----- EXTRACTED MATERIAL
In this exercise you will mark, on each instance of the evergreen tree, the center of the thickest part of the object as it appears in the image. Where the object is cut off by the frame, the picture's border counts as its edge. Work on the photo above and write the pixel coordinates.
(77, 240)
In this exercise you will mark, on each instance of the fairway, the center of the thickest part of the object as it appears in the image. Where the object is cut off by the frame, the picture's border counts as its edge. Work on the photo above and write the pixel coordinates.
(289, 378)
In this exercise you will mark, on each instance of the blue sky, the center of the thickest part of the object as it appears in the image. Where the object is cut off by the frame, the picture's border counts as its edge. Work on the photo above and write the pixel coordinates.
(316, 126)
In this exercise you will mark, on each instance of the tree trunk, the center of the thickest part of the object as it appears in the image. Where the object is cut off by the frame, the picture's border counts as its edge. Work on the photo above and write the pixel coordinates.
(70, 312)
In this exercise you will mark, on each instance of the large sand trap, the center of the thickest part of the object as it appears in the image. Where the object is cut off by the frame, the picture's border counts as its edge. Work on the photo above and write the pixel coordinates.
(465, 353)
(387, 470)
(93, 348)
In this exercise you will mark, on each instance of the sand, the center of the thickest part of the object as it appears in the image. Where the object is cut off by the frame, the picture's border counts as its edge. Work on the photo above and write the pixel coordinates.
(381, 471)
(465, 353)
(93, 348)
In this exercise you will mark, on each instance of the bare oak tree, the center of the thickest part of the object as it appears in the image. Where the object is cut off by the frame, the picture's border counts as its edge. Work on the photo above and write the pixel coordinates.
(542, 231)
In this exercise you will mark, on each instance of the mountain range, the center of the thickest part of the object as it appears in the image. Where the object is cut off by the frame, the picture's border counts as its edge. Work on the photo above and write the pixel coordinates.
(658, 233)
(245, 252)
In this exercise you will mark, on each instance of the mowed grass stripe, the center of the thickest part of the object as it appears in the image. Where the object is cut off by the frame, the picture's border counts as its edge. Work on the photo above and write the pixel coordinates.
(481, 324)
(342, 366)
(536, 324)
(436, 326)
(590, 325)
----------
- [PROBLEM] Output the material verbatim, including every line.

- [PROBLEM SOLUTION]
In this exercise you will mark, on each instance of the evergreen tree, the center of the thickest part of the object as it appears in the image. Where the object is cut off by the frame, the picture's border counts as its edge. Work on the photo above and write the pixel coordinates.
(77, 240)
In this exercise you will mark, on each instance of the fairway, the center of the thickest part of the object as it appears in the image. Where the object is cut off by the frame, the picture's border counts as its edge. Work on the photo above and write the pixel coordinates.
(289, 378)
In this exercise you will mark, on each instance of the blue sky, the center of the thickest part of the object as it appears in the image. Where the object is cut off by the frame, the picture's border counts as its edge. Work on the photo above and write the pixel coordinates.
(316, 126)
In this exercise you will mark, on each instance of the tree trunk, the center of the thickest part of the object as it appears in the image. Where the object is cut off by the frame, the picture's border counts as its edge. Work on the photo above and write the pixel coordinates.
(70, 312)
In this exercise you will mark, on each instance of the large sand trap, the center of the thickest part of the object as it appears in the image. Where the object is cut off by the frame, the picture's border counts as its edge. Work on the photo above and write the pixel coordinates.
(465, 353)
(387, 470)
(93, 348)
In this exercise you will mark, on each instance of the sand, the center of the thickest part of the object as it appears in the image. Where the object is cut off by the frame, the picture's border counts as its edge. Work on the photo above and write the pixel coordinates.
(381, 471)
(465, 353)
(93, 348)
In this exercise you will mark, on each instance of the bare oak tree, the center of the thickest part of the object as it appears in the image. Where the object is cut off by the frame, the picture's border counts as its edge. Work on the photo above and write the pixel coordinates.
(542, 231)
In this exercise you will mark, on each instance of the mountain range, the center of the thickest part of the object as it appears in the image. Where the object is cut off by the frame, the picture's border counts as its edge. Work on the photo above and write the pixel coordinates.
(658, 233)
(245, 252)
In this exercise you will mark, on each instance of the mowed grass stripe, the center of the thickest part of the object as it appears in the image. Where the object is cut off by the frame, the picture's border counts as its edge. Work on the photo above and write the pixel coordinates.
(481, 324)
(342, 366)
(536, 324)
(436, 326)
(590, 325)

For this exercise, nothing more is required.